EXCERPT TO READ:
⁂

John Millar Thomson FRS, LLD (7 March, 1849 – 22 March, 1933) was a British chemist who held various leading positions with British chemical societies and was the vice-principal of King's College London.

Biography

Thomson was born in the precincts of the old college of Glasgow, where his father, Allen Thomson was professor of anatomy. His family was connected with the University of Glasgow since 1761, when his great-grandfather, John Millar, was professor of law. Other members of the family held chairs in mathematics, philosophy, medicine and anatomy, pathology, and military surgery at the University of Glasgow or other Scottish universities. Because of the family connections, from early boyhood Thomson was in contact with notable people in academic circles. He regularly accompanied his father on various administrative duties and foreign trips, providing technical assistance and taking notes. This started an interest in architectural matters, which he retained all his life, eventually becoming an accomplished civil architect.

⁂

DATA SECTION:

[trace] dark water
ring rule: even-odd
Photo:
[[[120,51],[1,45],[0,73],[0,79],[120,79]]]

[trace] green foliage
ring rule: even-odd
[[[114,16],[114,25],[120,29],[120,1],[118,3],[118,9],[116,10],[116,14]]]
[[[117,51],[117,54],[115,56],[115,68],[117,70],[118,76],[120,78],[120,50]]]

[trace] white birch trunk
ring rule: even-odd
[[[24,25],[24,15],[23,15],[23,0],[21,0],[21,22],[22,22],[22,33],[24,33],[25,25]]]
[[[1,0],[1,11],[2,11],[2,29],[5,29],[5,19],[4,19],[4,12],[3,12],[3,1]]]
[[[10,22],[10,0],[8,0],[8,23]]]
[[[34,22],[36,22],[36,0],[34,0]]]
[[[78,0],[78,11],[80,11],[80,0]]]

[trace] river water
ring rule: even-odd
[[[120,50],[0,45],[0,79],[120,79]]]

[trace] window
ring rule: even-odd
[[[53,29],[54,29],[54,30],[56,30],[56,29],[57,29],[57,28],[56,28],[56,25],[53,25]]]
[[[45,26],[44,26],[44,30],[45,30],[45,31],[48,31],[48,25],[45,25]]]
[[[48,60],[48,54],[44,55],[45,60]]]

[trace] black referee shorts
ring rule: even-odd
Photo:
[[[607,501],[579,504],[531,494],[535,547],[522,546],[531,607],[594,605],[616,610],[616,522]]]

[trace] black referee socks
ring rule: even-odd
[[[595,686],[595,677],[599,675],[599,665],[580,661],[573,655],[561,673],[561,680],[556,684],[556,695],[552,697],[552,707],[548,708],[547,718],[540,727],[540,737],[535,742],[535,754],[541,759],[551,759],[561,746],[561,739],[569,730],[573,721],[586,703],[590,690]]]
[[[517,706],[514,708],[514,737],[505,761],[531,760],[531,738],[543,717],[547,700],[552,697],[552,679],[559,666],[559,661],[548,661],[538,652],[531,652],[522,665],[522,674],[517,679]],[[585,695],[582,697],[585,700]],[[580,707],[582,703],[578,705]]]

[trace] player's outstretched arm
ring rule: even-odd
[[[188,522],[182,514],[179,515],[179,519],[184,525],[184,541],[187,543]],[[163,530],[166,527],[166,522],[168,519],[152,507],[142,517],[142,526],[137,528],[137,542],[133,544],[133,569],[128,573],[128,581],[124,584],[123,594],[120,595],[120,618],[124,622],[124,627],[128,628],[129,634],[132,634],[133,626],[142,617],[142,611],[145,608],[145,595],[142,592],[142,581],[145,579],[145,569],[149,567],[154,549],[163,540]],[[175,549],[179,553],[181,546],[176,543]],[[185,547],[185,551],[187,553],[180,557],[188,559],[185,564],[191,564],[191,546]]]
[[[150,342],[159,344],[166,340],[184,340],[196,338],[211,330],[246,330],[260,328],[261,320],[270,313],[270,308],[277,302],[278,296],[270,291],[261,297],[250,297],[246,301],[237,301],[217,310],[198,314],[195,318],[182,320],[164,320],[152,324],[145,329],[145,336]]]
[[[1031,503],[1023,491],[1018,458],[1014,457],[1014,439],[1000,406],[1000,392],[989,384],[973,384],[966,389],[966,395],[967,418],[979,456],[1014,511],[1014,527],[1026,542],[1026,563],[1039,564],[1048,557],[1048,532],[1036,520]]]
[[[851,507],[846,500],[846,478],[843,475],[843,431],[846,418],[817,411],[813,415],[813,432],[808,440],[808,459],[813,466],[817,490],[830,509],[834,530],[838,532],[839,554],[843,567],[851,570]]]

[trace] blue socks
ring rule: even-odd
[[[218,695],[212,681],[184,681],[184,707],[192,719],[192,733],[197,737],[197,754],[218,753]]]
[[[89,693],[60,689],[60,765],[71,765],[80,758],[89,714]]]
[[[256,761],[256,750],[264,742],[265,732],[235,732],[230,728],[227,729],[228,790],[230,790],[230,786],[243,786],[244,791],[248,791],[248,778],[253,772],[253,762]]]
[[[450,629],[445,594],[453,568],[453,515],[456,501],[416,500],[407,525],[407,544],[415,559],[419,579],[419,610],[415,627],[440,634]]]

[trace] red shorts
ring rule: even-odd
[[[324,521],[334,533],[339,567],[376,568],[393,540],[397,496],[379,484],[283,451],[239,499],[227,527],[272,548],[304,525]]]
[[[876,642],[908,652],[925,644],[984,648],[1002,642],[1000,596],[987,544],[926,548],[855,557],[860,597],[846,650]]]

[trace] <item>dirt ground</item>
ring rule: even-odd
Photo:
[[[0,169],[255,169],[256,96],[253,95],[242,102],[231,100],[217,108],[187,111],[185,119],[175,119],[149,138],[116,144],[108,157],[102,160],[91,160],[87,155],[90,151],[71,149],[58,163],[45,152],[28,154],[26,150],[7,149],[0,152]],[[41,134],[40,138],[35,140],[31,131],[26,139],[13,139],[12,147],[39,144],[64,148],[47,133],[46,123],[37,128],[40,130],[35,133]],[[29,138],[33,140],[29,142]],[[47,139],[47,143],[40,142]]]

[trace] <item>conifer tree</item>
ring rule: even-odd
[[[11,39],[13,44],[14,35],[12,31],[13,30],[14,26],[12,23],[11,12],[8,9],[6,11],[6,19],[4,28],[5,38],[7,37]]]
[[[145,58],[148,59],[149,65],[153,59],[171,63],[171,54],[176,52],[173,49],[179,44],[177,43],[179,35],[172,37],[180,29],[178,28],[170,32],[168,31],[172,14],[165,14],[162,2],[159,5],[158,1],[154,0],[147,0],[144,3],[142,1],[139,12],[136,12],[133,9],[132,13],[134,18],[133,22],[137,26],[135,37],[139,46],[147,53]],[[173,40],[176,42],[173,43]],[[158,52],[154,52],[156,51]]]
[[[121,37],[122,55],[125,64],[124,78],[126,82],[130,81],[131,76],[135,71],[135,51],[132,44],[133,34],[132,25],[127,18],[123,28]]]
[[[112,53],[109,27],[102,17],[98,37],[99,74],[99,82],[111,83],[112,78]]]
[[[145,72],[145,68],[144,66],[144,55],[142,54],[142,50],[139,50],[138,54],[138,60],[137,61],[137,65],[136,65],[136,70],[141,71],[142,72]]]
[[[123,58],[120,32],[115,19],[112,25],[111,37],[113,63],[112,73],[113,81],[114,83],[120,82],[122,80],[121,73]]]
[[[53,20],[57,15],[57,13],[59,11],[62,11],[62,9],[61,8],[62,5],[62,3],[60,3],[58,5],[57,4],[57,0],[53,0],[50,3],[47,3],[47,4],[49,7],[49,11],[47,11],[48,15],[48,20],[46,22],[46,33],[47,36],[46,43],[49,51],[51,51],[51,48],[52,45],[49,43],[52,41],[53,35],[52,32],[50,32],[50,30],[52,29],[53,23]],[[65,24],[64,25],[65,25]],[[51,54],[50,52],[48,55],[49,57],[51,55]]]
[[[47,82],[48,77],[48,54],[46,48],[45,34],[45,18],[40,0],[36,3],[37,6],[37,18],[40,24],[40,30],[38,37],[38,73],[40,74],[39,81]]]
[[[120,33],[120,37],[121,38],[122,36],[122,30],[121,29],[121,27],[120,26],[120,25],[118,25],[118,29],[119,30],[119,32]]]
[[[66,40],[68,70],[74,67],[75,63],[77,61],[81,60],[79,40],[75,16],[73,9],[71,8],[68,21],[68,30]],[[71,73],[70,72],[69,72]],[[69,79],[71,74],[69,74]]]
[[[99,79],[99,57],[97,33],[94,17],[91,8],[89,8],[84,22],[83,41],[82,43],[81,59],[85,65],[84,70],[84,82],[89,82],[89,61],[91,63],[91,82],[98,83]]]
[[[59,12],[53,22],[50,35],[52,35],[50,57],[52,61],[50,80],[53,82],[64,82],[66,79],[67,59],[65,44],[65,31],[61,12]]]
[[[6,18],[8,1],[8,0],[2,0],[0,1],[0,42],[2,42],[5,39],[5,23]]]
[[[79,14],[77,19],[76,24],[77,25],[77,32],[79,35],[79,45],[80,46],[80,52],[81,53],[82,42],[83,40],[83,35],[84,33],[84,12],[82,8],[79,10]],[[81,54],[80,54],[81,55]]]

⁂

EXERCISES TO COMPLETE:
• a. According to the John Millar Thomson biography, in what year did his family's connection with the University of Glasgow begin?
• b. Continue the John Millar Thomson biography, starting right after its final sentence.

TASK-BY-TASK OUTPUTS:
• a. 1761

• b.
Educated at the High School and the University of Glasgow, he took the usual curriculum in arts, and then entered the faculty of medicine, but later changed to chemistry. He worked in a chemistry laboratory from 1866 to 1871, being appointed assistant to professor Anderson in 1869. In 1868 he came to London to attend demonstrations by William Allen Miller and Charles Loudon Bloxam at King's College London. He returned to Glasgow in 1870 to assume a position of assistant demonstrator with Bloxam in early 1871. However, as the senior demonstrator was seriously ill in those years, Thomson took over his duties and was promoted to senior demonstrator in 1879. From 1880 until 1887, in addition to his work at King’s College, he was also lecturing in chemistry at Queen’s College and became professor in that college. During that time, he led the Chemical Department at King’s College, and carried out many studies on crystallisation and supersaturated solutions. His other contributions were on the composition and properties of ancient glasses, the chemistry of pigments, putrefaction and antisepsis, the chemistry of building materials, and the composition and optical properties of double salts of nickel and cobalt. He co-edited several editions of Bloxam’s Chemislry, Inorganic and Organic. He was elected a Fellow of the Royal Society in 1897 and received the honorary degree of LLD from the University of Glasgow in 1898.

Although he was much occupied with his own teaching and experimental work, Thomson was also a dedicated amateur photographer and actor with the Dramatic Society of King's College. He taught the principles and practice of photography to the engineering students of the college and carried out experimental studies of photographic processes.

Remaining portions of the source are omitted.